Set exercise A:
In one to three sentences, explain what the template description below says sentiment analysis is used for and what task its dataset poses.

Passage:

Classic MLE template with CI/CD pipelines
Using technologies:
- Analytics and model training
- Python 3.x
- Pandas, NumPy, SkLearn
- Testing
- unittest + coverage
- Data / Model versioning
- DVC
- CI/CD
- GitHub Actions
- Docker Image: ml-pipe-twitter-sentiment
Twitter Sentiment Analysis Dataset from Kaggle. Sentiment analysis is a common task in the field of Natural Language Processing (NLP). It is used to determine whether a piece of text is positive, negative, or neutral. In this dataset, the task is to classify the sentiment of tweets from Twitter.

Set exercise B:
Count the lines of the records that contain the string "door", treating case as significant, and reply with the number alone.

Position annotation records
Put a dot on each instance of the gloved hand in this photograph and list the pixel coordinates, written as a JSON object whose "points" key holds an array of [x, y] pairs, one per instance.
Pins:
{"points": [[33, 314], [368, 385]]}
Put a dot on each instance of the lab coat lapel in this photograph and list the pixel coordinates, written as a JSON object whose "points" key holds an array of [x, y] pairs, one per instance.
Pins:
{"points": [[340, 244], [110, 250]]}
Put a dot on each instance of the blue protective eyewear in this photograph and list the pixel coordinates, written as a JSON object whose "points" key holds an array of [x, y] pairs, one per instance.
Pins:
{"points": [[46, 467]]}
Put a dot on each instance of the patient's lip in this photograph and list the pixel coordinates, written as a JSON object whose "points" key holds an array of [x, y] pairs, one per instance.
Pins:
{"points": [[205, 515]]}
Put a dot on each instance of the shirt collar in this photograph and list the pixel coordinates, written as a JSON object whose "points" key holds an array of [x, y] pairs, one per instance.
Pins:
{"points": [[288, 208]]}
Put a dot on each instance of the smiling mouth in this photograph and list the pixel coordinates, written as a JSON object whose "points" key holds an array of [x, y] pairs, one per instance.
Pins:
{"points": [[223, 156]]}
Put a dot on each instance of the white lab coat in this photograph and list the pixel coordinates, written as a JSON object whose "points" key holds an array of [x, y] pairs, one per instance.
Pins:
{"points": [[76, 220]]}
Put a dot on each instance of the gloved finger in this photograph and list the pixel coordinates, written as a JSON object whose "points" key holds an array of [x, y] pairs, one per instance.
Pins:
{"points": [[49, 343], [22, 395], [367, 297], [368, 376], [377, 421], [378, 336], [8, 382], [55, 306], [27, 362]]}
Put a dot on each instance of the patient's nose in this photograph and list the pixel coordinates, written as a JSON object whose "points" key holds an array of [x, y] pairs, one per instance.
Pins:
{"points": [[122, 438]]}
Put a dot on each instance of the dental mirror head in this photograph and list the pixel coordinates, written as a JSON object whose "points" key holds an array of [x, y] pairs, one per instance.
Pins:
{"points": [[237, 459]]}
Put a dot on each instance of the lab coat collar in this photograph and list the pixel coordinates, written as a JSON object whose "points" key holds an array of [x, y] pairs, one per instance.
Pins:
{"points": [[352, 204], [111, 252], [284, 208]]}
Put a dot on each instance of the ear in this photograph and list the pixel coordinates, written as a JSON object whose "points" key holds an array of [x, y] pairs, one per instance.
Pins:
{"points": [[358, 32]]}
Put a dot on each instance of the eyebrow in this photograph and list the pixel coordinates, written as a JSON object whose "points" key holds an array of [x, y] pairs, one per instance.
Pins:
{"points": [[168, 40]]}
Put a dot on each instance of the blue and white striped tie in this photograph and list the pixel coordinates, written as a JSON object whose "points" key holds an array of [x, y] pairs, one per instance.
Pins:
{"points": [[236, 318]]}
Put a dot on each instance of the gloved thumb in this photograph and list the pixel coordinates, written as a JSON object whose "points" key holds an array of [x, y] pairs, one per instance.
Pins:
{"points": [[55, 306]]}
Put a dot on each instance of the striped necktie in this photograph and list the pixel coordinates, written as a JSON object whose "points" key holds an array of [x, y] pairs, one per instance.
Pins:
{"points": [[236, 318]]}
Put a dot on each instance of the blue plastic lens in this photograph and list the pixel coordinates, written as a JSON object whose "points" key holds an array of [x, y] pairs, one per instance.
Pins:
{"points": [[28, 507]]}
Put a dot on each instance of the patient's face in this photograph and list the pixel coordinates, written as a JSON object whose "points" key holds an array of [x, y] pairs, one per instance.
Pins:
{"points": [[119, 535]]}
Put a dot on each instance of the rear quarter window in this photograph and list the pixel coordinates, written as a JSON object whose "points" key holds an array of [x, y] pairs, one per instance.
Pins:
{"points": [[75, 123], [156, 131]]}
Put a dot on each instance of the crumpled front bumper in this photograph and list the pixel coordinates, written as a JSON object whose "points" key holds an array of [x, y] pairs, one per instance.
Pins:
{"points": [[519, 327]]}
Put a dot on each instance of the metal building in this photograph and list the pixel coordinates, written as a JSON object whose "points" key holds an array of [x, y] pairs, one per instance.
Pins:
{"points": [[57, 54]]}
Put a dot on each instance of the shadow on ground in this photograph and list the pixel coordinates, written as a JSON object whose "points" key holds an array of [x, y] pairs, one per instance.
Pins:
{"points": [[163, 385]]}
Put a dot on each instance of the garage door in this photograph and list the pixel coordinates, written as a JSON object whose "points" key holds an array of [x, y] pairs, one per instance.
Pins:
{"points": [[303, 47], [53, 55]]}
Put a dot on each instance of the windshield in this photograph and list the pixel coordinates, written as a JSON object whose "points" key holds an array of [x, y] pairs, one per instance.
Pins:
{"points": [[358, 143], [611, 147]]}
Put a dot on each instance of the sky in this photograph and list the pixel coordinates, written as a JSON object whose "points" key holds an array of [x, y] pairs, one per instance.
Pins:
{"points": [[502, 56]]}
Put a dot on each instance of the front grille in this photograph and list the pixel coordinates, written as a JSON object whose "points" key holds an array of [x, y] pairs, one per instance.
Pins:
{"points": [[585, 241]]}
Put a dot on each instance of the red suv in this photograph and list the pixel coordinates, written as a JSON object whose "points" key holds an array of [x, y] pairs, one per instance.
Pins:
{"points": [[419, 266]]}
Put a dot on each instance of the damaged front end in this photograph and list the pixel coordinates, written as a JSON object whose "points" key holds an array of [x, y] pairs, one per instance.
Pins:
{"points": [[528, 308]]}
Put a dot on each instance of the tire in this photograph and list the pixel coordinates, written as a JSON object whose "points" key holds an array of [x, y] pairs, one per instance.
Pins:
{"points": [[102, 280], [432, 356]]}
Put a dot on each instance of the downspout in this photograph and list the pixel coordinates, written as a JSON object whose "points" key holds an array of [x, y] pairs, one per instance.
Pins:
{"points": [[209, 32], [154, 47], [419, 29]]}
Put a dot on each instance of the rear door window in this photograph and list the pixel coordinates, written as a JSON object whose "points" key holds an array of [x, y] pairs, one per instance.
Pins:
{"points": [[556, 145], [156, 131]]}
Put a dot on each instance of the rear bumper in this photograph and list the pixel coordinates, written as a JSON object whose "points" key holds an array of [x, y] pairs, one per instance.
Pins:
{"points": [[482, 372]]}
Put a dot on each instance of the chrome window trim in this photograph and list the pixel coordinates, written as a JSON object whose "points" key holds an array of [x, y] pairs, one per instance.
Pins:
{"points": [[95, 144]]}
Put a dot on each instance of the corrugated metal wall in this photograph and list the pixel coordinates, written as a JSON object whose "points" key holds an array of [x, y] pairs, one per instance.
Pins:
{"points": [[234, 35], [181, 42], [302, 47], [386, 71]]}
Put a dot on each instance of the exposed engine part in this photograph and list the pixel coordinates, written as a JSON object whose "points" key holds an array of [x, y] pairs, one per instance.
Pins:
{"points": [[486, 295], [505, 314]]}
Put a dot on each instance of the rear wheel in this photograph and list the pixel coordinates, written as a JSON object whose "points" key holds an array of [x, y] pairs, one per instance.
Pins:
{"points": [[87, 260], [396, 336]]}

Written reply A:
Sentiment analysis is used to determine whether a piece of text is positive, negative, or neutral. In the Twitter Sentiment Analysis Dataset from Kaggle, the task is to classify the sentiment of tweets from Twitter.

Written reply B:
2